• **Exercise goal**
Substitute "review round" for "evaluation round" everywhere it appears in the rows, and leave everything else unchanged.

• **Exercise data**
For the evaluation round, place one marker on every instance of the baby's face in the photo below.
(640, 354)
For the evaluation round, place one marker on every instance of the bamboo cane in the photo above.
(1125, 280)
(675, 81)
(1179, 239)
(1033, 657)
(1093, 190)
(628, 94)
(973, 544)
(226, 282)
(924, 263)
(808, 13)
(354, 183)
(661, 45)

• **In response**
For the review round, place one marker on every instance of the baby's face in the photo below.
(640, 354)
For the review round, place one marker on every instance of the bamboo cane in the photo above.
(1125, 280)
(675, 81)
(1179, 239)
(1033, 657)
(1093, 190)
(628, 94)
(973, 544)
(226, 282)
(924, 263)
(808, 13)
(354, 183)
(661, 45)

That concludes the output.